◆ **MATERIAL SHOWN**
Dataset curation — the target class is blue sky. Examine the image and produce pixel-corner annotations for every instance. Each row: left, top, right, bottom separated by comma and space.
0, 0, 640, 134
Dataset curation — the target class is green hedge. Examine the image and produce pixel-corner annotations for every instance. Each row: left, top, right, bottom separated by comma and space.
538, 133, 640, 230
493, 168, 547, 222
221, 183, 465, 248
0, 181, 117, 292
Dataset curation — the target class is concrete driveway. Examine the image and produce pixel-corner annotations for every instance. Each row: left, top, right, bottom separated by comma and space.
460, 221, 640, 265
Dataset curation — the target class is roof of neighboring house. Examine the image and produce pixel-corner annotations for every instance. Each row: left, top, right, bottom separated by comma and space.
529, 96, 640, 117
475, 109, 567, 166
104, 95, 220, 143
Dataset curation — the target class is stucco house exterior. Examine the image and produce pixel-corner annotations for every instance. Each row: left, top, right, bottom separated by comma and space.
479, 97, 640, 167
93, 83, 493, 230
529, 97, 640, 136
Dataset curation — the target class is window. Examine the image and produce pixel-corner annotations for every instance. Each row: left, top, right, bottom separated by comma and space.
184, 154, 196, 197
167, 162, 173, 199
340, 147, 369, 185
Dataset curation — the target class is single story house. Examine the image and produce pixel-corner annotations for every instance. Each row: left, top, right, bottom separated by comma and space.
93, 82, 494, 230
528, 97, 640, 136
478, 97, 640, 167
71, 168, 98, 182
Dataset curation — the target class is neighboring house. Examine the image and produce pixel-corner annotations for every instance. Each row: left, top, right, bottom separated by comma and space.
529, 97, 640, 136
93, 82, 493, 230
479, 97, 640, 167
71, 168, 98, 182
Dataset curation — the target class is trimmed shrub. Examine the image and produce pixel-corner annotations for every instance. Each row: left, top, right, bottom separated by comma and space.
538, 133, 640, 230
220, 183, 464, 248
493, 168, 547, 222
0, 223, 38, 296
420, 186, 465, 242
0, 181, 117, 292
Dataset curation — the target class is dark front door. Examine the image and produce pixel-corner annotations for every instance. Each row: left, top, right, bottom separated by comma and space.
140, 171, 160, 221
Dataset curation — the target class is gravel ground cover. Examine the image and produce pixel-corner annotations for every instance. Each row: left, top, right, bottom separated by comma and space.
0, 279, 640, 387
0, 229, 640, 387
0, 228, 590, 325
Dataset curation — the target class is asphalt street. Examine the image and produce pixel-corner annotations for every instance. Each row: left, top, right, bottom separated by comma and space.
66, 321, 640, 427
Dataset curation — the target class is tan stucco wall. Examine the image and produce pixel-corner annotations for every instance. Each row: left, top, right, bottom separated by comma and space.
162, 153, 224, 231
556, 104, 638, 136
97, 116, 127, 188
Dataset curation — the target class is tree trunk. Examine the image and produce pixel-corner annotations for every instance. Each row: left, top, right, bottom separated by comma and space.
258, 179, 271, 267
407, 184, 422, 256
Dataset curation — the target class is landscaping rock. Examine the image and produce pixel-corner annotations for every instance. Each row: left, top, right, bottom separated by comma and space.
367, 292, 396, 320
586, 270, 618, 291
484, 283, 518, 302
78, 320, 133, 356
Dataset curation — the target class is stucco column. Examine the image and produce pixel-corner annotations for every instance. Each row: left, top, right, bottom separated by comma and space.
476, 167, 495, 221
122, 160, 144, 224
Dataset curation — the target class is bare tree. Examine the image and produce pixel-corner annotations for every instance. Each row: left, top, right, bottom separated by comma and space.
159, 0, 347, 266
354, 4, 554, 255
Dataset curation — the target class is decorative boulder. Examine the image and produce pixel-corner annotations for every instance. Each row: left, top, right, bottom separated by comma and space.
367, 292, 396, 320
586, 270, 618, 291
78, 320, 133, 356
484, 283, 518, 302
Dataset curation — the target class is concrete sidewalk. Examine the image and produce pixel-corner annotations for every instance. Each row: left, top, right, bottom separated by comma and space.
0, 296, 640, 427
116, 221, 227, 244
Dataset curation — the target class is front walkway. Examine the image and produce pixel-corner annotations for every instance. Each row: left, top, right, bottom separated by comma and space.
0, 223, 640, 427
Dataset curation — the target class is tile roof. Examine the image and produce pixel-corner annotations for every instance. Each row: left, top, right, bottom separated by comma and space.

◆ **SHORT EXERCISE**
Print the lines above exactly as they stand, beginning with the line that contains "Dataset curation — the target class is concrete driveway." and continuing through the line that contains "340, 147, 369, 185", with both of those lines included.

◆ **COMPLETE OUTPUT**
Dataset curation — the target class is concrete driveway. Examine the image and produce pixel-corner annotations for every instance. Each row: left, top, right, bottom separated by comma and space.
460, 221, 640, 265
Dataset curation — the target class is roof of neighboring house. Examine the image and produce pixel-corner annotations for every instance. Each row: left, top, right, bottom separated by comma and space.
529, 96, 640, 117
475, 109, 567, 166
104, 95, 220, 143
Dataset curation — the target class is stucco house exterior. Examine the image and produce pixel-corner annotations for every instance. Each row: left, top, right, bottom separated by comma and space.
479, 97, 640, 167
93, 83, 493, 230
529, 97, 640, 136
Dataset curation — the target class is window. Examine the image and produce pixel-corner annotations for every instance. Each row: left, top, right, bottom separated by comma and space.
184, 154, 196, 197
167, 162, 173, 199
340, 147, 369, 185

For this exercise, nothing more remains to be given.